_What you need to do_. Select each line below that contains the word "leaf" and copy those lines out.

[Location identification entries]
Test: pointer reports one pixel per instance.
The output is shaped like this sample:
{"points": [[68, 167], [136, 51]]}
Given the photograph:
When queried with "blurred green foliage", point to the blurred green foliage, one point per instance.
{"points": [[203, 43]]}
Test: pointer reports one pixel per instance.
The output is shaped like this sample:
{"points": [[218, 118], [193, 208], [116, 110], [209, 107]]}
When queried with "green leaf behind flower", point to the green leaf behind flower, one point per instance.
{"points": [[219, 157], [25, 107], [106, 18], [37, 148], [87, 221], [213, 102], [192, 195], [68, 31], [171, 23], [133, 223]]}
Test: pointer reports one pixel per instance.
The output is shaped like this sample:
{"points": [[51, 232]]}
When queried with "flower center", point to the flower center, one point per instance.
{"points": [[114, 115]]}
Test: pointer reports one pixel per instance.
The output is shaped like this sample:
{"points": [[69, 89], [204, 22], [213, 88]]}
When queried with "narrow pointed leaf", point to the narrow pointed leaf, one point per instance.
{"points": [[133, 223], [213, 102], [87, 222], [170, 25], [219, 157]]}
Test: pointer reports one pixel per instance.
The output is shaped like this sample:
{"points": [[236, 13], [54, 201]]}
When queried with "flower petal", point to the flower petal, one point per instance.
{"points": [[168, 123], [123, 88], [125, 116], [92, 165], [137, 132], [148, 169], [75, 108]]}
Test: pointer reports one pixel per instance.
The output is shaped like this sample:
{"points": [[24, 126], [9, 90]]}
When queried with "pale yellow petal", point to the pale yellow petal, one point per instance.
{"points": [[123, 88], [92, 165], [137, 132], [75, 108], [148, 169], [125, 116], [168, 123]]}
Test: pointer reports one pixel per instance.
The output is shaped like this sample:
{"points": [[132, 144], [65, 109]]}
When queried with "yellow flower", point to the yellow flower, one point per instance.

_Correct result_.
When queried with "green leaf behind flower", point to the green leaf behind flower, one point per instance.
When queried with "narrow pointed leaf", point to the narrow pointed leaf, one point per instance.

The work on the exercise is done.